Data provided
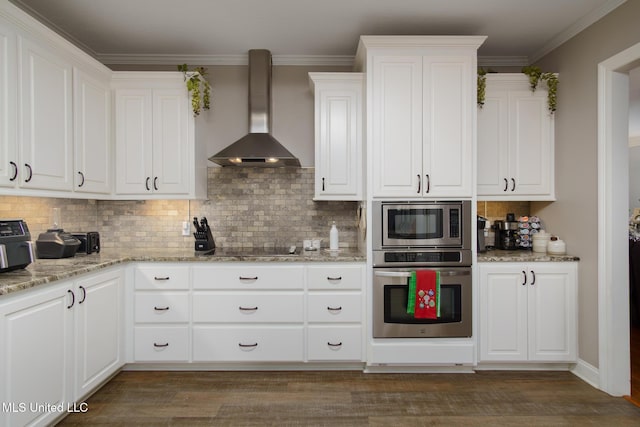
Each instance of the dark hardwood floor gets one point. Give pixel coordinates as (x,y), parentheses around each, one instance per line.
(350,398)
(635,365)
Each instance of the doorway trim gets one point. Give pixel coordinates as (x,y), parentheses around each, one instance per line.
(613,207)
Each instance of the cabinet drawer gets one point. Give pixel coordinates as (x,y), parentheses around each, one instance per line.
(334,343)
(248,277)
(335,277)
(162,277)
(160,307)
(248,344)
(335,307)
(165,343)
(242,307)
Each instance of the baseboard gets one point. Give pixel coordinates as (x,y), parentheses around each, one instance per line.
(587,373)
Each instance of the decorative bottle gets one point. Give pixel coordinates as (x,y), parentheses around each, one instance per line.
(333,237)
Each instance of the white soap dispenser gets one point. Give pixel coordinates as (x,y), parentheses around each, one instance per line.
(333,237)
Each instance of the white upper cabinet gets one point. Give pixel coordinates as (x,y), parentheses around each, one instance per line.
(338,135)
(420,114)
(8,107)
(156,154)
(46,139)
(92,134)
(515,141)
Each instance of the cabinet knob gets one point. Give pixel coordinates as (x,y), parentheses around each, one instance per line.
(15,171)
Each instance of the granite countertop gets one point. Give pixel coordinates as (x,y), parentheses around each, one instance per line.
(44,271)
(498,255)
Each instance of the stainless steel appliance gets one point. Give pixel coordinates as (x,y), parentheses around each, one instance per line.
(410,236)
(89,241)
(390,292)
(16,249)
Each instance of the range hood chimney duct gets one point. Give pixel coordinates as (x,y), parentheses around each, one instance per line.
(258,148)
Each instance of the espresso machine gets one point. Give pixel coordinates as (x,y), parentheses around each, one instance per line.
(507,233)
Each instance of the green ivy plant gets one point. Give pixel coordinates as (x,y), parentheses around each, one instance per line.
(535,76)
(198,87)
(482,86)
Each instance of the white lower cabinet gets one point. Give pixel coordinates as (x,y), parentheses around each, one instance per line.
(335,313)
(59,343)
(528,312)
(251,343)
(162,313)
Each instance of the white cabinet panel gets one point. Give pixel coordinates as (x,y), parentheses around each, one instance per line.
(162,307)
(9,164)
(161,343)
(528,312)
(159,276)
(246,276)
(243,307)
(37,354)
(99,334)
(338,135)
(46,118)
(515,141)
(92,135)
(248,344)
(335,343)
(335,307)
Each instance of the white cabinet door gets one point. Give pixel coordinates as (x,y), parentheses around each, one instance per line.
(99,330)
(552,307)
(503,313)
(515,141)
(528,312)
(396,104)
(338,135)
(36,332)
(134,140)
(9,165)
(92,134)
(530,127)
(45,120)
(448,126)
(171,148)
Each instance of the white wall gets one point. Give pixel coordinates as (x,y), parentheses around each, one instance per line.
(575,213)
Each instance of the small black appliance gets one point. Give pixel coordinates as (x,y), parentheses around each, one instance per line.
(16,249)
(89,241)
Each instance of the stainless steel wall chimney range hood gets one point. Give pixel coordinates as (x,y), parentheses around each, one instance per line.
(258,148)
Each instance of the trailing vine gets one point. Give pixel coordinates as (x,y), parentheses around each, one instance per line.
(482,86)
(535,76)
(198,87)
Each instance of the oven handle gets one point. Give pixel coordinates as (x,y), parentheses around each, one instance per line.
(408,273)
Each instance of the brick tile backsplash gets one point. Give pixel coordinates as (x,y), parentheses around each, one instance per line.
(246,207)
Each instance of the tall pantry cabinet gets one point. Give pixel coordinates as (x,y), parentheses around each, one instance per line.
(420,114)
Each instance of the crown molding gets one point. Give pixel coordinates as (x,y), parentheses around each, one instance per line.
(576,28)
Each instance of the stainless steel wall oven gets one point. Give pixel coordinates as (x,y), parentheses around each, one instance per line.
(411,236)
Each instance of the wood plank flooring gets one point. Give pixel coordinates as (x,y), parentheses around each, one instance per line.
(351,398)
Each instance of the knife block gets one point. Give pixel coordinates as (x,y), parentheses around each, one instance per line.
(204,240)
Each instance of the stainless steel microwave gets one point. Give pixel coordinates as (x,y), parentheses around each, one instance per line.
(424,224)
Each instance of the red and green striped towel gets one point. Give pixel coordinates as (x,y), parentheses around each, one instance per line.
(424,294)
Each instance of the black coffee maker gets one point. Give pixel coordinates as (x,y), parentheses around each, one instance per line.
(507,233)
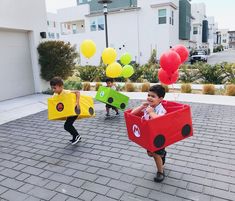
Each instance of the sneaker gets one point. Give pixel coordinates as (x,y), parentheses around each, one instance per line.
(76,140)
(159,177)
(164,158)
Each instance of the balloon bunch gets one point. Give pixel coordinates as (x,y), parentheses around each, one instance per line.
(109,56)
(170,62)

Exercise
Swap every occurrence of "pixel coordinates" for "image coordinates" in all of the entries above, and change nothing else. Leave the pictures out of your answer.

Worked solution
Each instance of the dark hardwood floor gets one point. Give image coordinates as (x,y), parentheses around each, one instance per line.
(350,398)
(635,365)
Each instance of the doorway trim gets one point. Give image coordinates as (x,y), parentheses around each, one instance per line.
(613,207)
Each instance of the cabinet drawer gets one point. Give image coordinates as (x,y), parentheses around each, one instance per line.
(334,343)
(248,277)
(335,277)
(162,277)
(160,307)
(248,344)
(335,307)
(165,343)
(242,307)
Each instance of the baseboard gets one point. Give image coordinates as (x,y), parentheses around each, one instance per line.
(587,373)
Each instance of the decorative bottle gets one point. Give image coordinates as (x,y), parentheses around each, one instance per line.
(333,237)
Each instance of the white soap dispenser gets one point. Give image coordinates as (x,y), parentheses around each, one instance per line.
(333,237)
Each instance of the white upper cabinet gets one point. Give image coordinates as (x,y), parentheses around each, one instance per line.
(338,135)
(420,114)
(8,107)
(156,154)
(46,139)
(92,134)
(515,141)
Each instance of the cabinet knob gets one point. Give image coordinates as (x,y), parentheses around each, one instance per line.
(15,171)
Each instance of the granite countertop gets one point. Give image coordinates as (x,y), parentheses around each, one instance per line.
(44,271)
(498,255)
Each instance of the stainless steel appliance gets one point. Give image coordinates as (x,y), parentheses around each, one instance per line.
(410,236)
(89,241)
(390,292)
(16,249)
Each instance of the range hood chimney duct gets one point. Give image coordinates as (x,y), parentheses around each, one instance per line.
(258,148)
Each instance of the espresso machine gets one point. Give image coordinates as (x,y), parentheses around each, one instance per line.
(507,233)
Each instance of the green ivy plant gets one point. Give image coordinates as (x,y), parentheses around each, one instance per line.
(535,76)
(198,87)
(482,86)
Each instance of the white lower cabinet gets one point. Give image coordinates as (x,y), parentheses around each, one instance per line.
(335,313)
(59,343)
(528,312)
(251,343)
(162,313)
Each instance of the white cabinet panel gets one point. Give image coordinates as (x,y), parentheses around each, one instance per line.
(162,307)
(9,164)
(161,343)
(528,312)
(159,276)
(246,276)
(243,307)
(37,354)
(99,334)
(338,135)
(46,118)
(515,141)
(92,135)
(248,344)
(335,343)
(335,307)
Each instance of the white cabinet door gets one point. Give image coordinates as (x,y), parentheses around each, one instance per line.
(99,330)
(552,307)
(503,313)
(515,141)
(528,312)
(396,104)
(338,135)
(36,332)
(134,140)
(9,165)
(92,134)
(530,127)
(45,120)
(448,126)
(171,148)
Each instance of the white wall gets one point. Give image coordinates as (x,y), parentheses around each, one instance per line.
(575,213)
Each instance of the small black appliance gets one point. Give image coordinates as (x,y), parentheses around each, one instance per line.
(16,249)
(89,241)
Each instance of the stainless steel wall chimney range hood gets one point. Give image coordinates as (x,y), parentheses around each, one instance per line.
(258,148)
Each instance of the trailing vine gets one point. Give image coordinates as (x,y), parentheses around each, one instance per line.
(482,86)
(535,76)
(198,87)
Each instance of the oven handle gets one point. Give image coordinates as (x,y), parentheses around each, one instance per line.
(408,273)
Each instance of the brick tile backsplash gets one point. Give image coordinates as (x,y), parentheses around each, one instance per line.
(246,207)
Each instance of the tall pantry cabinet gets one point. Give image coordinates as (x,y), parentheses around each, one instance per line.
(420,114)
Each instance of the crown molding gets one point. Give image coordinates as (x,y), parentheses around each, one instance per line.
(576,28)
Each instance of the stainless steel wall oven gets one point. Give image coordinates as (x,y), parentheses around each, one instance per line.
(411,236)
Each instance of the wood plank flooring gets one point. Give image coordinates as (x,y), parentheses around each, one instance per line.
(351,398)
Each instance of the knife block gets one point. Give image coordinates as (x,y), parentheses around each, one instance per line.
(204,240)
Each instance of the stainless steel microwave gets one point. Give image coordinates as (x,y), parentheses around each, one instance per line.
(424,224)
Each instance of the red and green striped towel gets one point. Give image coordinates as (x,y), parentheses around each, one instance per line.
(424,294)
Each instance of the black coffee maker gets one point. Give image coordinates as (x,y), parentheses around each, one instance per line.
(507,233)
Each instance of the sneaker gets one point. Give image coordinates as (x,y), parentheses around each, one instance per line.
(76,140)
(159,177)
(164,158)
Each instance of the balloon bunch gets one point. Give image coordinates as (x,y), parentheses around each, one instance per line.
(109,56)
(170,62)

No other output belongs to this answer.